What the task requires ::
Please copy the stretch of the mailing-list reply from "From Katherine Don" through "the index building?", changing "collection" to "library".

[greenstone-users] "Ignore accents" - Strange behaviour

From Katherine Don
DateMon May 12 09:53:37 2008
Subject [greenstone-users] "Ignore accents" - Strange behaviour
In-Reply-To (TRONADORFRaqbC8wSA100000024-mx-orsna-gov-ar)
Hi Diego

Can you check the collection - in the index/build.cfg file, does it have
"stemindexes 7", or some other number?
And in the idx directory, do you get files collname.ib1 through to
collname.ib7 ?
Did you have stemming, casefolding and accent folding all turned on for
the index building?

Regards,
Katherine

Diego Spano wrote:
> Just to add more info that can help to find the problem:
>
> In error.txt file I have the following line:
>
> "Stem index for method 7 was not built, so not doing stemming"
>
> But buildcol shows no errors:
>
> Stats (Creating index text;Numero;Resumen;)
> Total bytes in collection: 9795
> Total bytes in text;Numero;Resumen;: 9268
>
> create the weights file
> .L = 10.190984
> U = 14.823774
> B = 1.001465
> .L = 10.190984
> U = 14.823774
> B = 1.001465
>
> creating 'on-disk' stemmed dictionary
> mgpp_invf_dict.exe : Max word block size = 482
> mgpp_invf_dict.exe : Max tag block size = 0
> mgpp_invf_dict.exe : Number of word blocks written = 19
> mgpp_invf_dict.exe : Number of tag blocks written = 1
>
> creating stem indexes
> mgpp_stem_idx.exe : Num word stems = 254
> mgpp_stem_idx.exe : Max stem block size = 0
> mgpp_stem_idx.exe : Number of stem blocks written = 1
> mgpp_stem_idx.exe : Num word stems = 286
> mgpp_stem_idx.exe : Max stem block size = 0
> mgpp_stem_idx.exe : Number of stem blocks written = 1
> mgpp_stem_idx.exe : Num word stems = 243
> mgpp_stem_idx.exe : Max stem block size = 0
> mgpp_stem_idx.exe : Number of stem blocks written = 1
> deleting resol.ic
> deleting resol.ict
> deleting resol.id
> deleting resol.idh
> deleting resol.ii
> deleting resol.invf.state.2644
> BuildDir: C:/Archivos de programa/Greenstone280/collect/resol/building
>
> *** creating the info database and processing associated files
> ArcPlug: processing C:Archivos de
> programaGreenstone280collectresolarchivesarchives.inf
> ...
>
> TIA
>
> Diego Spano
>
> -----Mensaje original-----
> De: greenstone-users-bounces@list.scms.waikato.ac.nz
> [mailto:greenstone-users-bounces@list.scms.waikato.ac.nz] En nombre de Diego
> Spano
> Enviado el: Jueves, 08 de Mayo de 2008 11:12 a.m.

[Location identification entries]
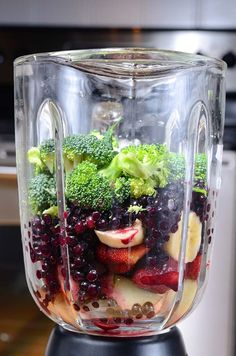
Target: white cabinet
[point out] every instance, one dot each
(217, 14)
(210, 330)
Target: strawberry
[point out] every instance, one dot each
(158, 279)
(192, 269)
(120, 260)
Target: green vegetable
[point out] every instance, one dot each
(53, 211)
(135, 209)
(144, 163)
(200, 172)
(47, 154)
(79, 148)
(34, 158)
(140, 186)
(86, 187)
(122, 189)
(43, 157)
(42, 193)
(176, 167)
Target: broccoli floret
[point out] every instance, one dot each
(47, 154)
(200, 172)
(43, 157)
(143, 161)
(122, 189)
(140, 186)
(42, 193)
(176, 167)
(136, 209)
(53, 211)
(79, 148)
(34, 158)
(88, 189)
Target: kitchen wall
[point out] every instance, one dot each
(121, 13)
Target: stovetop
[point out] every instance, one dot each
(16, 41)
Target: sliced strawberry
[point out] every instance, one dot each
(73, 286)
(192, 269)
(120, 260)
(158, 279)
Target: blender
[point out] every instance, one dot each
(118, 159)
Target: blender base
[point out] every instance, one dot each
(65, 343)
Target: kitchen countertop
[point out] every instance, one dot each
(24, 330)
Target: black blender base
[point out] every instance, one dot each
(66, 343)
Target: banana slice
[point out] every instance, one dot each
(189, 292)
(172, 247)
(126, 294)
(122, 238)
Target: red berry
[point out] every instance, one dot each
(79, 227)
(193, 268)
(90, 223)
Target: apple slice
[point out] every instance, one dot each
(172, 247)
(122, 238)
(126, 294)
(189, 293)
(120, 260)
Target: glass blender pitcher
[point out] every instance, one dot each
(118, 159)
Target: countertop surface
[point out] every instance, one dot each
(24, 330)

==

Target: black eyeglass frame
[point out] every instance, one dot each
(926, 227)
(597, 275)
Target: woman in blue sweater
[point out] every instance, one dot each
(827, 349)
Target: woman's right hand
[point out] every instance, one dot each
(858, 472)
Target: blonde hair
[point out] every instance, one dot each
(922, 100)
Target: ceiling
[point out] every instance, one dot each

* * *

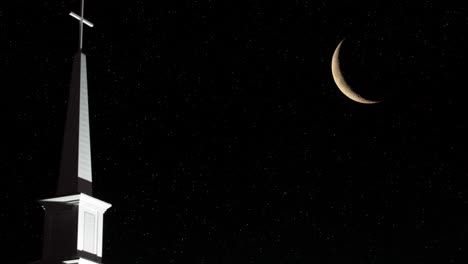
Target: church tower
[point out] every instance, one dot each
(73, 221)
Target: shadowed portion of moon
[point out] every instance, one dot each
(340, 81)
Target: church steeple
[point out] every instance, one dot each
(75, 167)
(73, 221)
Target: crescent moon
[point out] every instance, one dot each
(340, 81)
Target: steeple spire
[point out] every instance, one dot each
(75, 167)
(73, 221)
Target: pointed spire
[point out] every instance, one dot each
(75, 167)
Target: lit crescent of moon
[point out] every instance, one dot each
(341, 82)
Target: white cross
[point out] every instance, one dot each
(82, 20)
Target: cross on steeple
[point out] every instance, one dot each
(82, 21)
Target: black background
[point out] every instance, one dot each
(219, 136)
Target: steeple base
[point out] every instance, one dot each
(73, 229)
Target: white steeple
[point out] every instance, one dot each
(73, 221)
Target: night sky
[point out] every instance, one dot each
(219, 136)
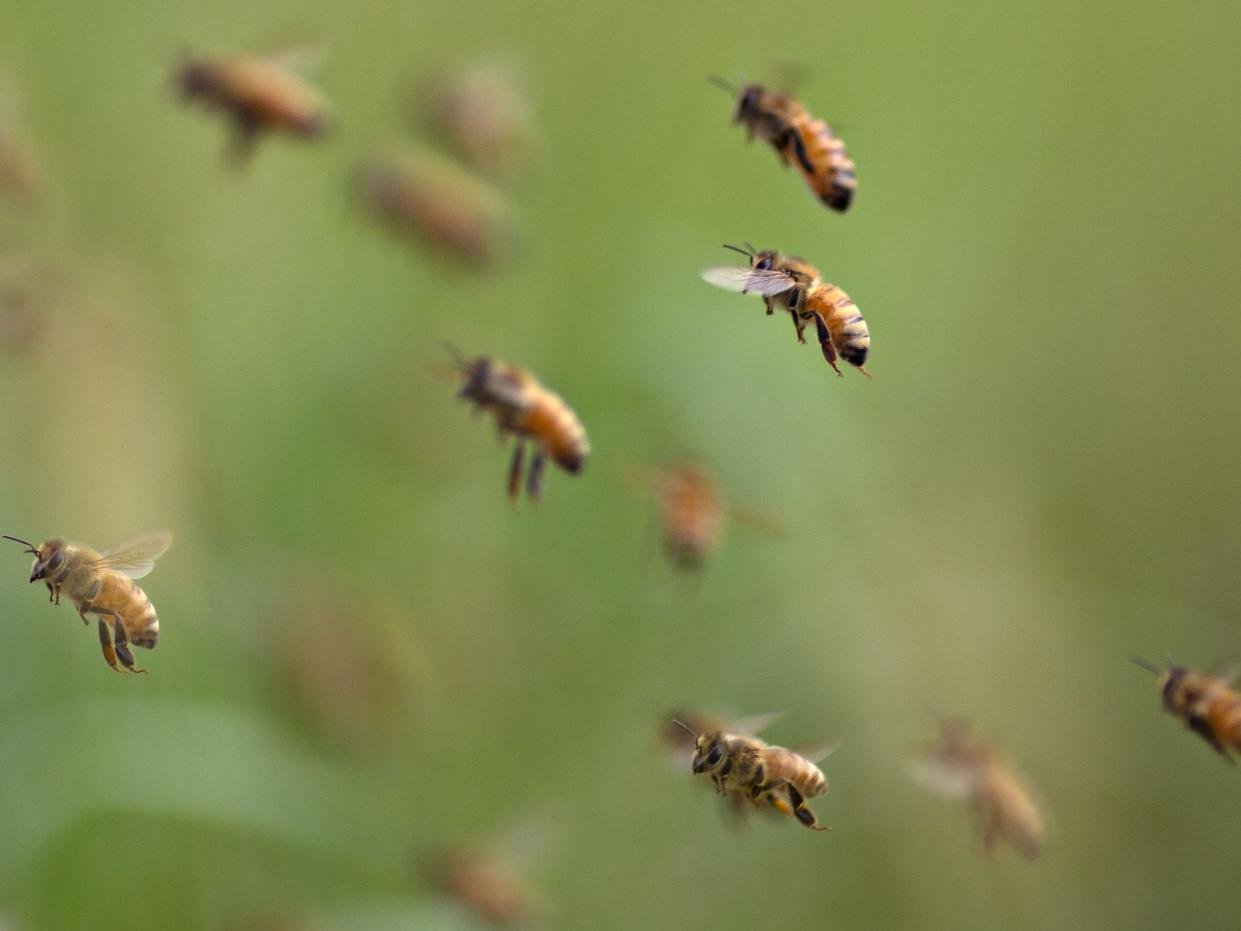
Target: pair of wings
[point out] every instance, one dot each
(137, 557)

Output ::
From Katherine Don
DateMon May 12 09:53:37 2008
Subject [greenstone-users] "Ignore accents" - Strange behaviour
In-Reply-To (TRONADORFRaqbC8wSA100000024-mx-orsna-gov-ar)
Hi Diego

Can you check the library - in the index/build.cfg file, does it have
"stemindexes 7", or some other number?
And in the idx directory, do you get files collname.ib1 through to
collname.ib7 ?
Did you have stemming, casefolding and accent folding all turned on for
the index building?